How to complete this task: Reproduce exactly the line that contains "Target: woman's right hand" and all lines that follow it in the records below, ending with the last one.

Dataset records

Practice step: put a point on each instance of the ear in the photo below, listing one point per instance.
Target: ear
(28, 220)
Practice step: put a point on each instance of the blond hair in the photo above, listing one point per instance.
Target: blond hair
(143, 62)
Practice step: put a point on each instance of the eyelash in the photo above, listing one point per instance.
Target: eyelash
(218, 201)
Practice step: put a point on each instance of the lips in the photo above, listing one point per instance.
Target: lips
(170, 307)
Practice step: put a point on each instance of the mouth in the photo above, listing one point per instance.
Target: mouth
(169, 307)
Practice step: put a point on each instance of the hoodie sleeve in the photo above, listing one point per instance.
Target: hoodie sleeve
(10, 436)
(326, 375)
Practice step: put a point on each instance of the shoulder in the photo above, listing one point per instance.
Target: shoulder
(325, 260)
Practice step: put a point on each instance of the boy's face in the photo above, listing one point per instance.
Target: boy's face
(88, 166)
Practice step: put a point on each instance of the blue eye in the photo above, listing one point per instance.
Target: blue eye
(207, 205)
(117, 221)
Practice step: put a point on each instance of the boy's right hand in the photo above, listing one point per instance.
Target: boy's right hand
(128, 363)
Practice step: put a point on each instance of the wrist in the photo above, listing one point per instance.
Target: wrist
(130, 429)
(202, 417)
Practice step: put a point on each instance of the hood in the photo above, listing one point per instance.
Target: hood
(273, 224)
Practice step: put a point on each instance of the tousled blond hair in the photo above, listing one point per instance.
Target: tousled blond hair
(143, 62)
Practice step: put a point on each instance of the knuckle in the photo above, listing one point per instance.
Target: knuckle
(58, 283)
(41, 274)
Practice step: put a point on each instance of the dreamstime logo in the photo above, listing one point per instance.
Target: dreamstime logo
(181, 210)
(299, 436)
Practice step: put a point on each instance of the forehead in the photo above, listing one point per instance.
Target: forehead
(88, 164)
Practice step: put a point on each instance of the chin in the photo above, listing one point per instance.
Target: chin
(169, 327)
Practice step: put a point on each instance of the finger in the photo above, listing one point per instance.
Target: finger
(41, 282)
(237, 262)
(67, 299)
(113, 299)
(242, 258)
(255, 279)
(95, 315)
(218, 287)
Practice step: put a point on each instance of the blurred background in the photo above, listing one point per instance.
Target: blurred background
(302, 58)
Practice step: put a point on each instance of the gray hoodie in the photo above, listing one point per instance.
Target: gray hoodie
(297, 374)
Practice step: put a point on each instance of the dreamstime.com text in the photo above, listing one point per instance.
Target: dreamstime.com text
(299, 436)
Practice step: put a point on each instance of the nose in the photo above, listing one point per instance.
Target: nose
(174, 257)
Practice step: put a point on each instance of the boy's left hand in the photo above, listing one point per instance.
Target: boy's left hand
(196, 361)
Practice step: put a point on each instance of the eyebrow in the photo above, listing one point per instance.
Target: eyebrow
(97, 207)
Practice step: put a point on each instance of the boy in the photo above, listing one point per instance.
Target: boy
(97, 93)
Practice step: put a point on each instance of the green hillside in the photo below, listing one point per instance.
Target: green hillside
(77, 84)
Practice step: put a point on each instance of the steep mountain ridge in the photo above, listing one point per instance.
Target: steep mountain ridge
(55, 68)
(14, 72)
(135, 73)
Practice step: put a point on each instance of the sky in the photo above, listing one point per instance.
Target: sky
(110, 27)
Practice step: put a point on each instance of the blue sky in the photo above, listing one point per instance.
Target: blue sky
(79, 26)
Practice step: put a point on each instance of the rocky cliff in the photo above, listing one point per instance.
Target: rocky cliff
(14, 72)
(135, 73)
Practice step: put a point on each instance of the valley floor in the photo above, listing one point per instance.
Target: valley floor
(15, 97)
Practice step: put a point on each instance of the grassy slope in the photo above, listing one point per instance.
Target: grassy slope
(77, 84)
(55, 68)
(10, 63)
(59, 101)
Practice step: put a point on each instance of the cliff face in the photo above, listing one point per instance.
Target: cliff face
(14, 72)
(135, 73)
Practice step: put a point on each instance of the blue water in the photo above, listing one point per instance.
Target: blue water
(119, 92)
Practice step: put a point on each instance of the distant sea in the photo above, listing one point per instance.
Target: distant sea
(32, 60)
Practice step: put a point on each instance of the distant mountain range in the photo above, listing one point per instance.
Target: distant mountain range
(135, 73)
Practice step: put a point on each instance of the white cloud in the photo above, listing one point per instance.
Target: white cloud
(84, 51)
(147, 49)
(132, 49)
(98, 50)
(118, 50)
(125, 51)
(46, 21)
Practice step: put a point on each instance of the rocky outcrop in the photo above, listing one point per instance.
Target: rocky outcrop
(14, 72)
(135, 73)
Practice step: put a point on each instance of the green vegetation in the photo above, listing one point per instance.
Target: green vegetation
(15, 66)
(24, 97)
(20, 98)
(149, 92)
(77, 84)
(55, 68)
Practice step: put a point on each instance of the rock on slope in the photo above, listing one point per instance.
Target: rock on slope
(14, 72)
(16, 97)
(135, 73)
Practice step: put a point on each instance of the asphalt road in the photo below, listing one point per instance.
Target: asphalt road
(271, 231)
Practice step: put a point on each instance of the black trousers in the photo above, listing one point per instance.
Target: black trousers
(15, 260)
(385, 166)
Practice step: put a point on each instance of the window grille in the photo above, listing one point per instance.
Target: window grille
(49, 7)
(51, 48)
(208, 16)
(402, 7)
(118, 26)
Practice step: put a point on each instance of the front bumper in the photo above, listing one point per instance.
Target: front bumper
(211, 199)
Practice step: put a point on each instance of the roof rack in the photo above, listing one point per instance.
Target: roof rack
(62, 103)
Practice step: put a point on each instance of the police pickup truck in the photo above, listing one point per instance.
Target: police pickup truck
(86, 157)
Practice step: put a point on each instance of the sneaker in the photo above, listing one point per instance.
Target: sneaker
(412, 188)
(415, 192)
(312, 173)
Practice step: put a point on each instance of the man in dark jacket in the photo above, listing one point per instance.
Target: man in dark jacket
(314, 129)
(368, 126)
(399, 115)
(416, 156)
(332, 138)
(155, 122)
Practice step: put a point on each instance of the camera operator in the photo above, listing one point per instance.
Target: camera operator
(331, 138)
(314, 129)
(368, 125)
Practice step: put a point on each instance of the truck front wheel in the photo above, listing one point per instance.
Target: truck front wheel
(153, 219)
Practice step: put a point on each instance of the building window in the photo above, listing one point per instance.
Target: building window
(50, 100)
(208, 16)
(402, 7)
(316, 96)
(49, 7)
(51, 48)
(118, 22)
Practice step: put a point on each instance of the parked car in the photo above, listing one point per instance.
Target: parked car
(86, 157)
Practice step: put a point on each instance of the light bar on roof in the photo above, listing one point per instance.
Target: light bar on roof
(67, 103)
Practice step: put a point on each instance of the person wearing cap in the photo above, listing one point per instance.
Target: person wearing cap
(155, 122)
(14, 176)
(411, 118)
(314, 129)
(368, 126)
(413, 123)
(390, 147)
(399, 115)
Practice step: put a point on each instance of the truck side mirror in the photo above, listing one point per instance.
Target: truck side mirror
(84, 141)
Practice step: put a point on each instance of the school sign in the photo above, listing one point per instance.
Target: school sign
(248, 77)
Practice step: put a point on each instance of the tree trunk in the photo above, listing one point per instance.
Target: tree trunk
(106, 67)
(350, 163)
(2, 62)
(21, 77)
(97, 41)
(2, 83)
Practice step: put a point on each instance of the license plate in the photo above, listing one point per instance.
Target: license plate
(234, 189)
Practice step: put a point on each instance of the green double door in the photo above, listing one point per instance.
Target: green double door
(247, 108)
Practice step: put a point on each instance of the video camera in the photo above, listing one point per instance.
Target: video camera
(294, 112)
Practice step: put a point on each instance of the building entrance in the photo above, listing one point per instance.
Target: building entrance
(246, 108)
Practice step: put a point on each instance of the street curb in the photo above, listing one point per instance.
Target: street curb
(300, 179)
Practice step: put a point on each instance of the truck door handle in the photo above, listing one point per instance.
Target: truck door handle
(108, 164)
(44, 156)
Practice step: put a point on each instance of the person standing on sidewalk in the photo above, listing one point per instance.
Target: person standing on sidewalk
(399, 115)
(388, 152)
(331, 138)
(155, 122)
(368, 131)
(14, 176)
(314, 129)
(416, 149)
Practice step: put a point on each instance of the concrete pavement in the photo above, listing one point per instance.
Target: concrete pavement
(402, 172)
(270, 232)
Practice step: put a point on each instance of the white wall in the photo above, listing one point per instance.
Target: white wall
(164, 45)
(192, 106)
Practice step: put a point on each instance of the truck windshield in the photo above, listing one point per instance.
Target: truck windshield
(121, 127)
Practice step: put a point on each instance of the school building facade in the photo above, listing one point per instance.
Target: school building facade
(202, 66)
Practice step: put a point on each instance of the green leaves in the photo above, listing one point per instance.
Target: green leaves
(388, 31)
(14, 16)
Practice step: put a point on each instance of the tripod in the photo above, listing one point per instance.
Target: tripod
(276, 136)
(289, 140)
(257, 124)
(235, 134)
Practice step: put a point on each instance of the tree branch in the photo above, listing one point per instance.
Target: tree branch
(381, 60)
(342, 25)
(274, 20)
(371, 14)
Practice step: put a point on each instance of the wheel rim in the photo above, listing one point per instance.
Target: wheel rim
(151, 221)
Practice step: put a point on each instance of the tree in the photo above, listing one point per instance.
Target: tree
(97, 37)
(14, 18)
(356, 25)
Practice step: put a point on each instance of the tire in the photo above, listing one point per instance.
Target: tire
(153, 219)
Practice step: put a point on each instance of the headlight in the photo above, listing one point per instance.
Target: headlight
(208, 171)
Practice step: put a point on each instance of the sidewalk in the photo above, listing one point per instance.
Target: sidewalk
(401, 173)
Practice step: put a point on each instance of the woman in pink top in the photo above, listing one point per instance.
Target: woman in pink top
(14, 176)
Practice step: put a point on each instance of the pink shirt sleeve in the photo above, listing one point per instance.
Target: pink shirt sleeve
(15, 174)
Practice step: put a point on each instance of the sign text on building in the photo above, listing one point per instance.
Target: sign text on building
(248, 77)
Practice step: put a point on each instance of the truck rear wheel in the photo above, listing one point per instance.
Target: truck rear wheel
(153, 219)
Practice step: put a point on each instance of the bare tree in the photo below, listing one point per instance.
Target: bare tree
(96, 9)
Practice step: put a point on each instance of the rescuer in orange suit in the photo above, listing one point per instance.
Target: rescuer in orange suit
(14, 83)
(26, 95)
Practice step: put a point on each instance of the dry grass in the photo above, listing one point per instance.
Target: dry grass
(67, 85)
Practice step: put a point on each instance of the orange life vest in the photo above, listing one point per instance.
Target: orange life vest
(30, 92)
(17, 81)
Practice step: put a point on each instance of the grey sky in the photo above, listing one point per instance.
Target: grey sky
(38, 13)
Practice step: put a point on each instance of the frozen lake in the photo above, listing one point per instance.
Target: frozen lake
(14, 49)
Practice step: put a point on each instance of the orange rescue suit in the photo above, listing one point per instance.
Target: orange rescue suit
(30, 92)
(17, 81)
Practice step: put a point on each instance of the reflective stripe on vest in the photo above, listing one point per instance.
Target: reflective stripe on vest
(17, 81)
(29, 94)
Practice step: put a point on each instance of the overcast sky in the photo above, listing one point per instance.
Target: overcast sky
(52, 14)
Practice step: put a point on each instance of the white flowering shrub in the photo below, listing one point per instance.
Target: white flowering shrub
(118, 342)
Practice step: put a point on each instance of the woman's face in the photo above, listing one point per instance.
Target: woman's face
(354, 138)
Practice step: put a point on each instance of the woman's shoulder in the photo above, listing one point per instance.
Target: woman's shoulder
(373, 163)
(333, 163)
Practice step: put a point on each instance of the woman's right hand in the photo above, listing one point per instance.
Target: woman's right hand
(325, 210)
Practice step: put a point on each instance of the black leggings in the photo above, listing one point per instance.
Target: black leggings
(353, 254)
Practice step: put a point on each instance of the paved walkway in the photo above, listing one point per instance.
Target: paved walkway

Exercise solution:
Target: woman's right hand
(325, 210)
Practice step: put a point on each instance of the black leggings in the photo above, listing one point per instance.
Target: black leggings
(353, 254)
Practice step: put a point on each instance of the paved walkway in the photo above, listing one point per instance.
Target: paved walkway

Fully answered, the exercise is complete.